— Start —

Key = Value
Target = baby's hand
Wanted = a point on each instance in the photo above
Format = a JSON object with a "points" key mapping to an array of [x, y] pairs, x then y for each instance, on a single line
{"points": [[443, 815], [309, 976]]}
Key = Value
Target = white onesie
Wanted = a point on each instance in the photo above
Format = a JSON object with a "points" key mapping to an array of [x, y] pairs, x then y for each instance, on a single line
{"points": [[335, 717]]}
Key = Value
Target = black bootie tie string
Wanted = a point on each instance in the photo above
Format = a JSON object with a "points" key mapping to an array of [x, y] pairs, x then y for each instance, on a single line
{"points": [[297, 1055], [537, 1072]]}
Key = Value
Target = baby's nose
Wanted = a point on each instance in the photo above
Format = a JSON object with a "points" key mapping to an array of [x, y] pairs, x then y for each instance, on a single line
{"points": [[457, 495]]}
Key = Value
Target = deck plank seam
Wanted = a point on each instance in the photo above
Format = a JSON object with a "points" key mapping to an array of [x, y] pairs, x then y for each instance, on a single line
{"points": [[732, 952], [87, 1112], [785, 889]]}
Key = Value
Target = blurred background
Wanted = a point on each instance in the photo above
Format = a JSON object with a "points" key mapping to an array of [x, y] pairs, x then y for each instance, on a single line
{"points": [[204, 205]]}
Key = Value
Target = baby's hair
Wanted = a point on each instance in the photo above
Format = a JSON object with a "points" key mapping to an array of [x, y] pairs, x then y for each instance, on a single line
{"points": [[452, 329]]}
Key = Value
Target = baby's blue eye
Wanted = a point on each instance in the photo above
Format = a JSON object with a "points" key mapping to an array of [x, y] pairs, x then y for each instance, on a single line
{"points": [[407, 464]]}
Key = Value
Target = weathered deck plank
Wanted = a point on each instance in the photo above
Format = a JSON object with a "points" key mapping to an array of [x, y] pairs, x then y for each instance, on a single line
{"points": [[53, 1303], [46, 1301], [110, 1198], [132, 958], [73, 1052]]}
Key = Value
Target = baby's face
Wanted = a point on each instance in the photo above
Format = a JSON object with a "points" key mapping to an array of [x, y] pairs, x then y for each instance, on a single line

— End —

- **Written task**
Please give back all of the records exactly as written.

- **Written solution**
Key = Value
Target = baby's hand
Wanted = a point on each instance in the photo above
Format = a JSON object with a "points" key mapping to an array of [x, y] pairs, x then y for each instance, on a single line
{"points": [[443, 815], [309, 976]]}
Key = Value
Target = white onesie
Wanted = a point on each instance in the photo above
Format = a JSON object with a "points" key mapping to an array of [x, y] pairs, x then y for each instance, on a single line
{"points": [[335, 717]]}
Key = Value
Target = black bootie tie string
Wanted = a point on each instance in the photo above
Format = a JSON object with a "points" key mapping to an array of [x, y] pairs, x then y for each instance, on a single line
{"points": [[297, 1055], [537, 1072]]}
Key = Value
Target = baby's nose
Wanted = a point on each instance in the photo above
Format = a JSON object with a "points" key mapping to an array of [x, y] pairs, x then y for each instance, on a single line
{"points": [[457, 495]]}
Key = Value
Target = deck plank seam
Wanted = a point on each instance in the photo above
Format = a JSON object with a "points" key mapping to an array of [x, y] pairs, x then y for each instance, on a single line
{"points": [[732, 952], [87, 1112], [785, 889]]}
Key = Value
Target = blurred background
Wanted = a point on each instance in the photo above
Format = a JSON object with a "points" key mapping to an array of [x, y] pairs, x then y for each instance, on a single line
{"points": [[204, 205]]}
Key = Value
Target = baby's hair
Wanted = a point on each instance in the photo above
Format = a JSON object with a "points" key mapping to an array of [x, y] pairs, x then y for each instance, on a single line
{"points": [[452, 329]]}
Key = Value
Target = baby's blue eye
Wanted = a point on each instance in the photo above
Format = a JSON object with a "points" key mapping to an array of [x, y] pairs, x then y for each instance, on a single line
{"points": [[407, 464]]}
Key = Value
Target = weathered deck plank
Wanted = a point on each instance in the photo above
Format = a JSON object with a "points" key mapping to an array of [x, y] pairs, x then y for each instance, on a single line
{"points": [[53, 1303], [46, 1301], [110, 1198], [132, 958], [73, 1052]]}
Key = Value
Target = baby's face
Wanted = a point on each instance in the photo above
Format = a JSON object with a "points" key mapping to an array of [x, y] pairs, x then y for each instance, on a single line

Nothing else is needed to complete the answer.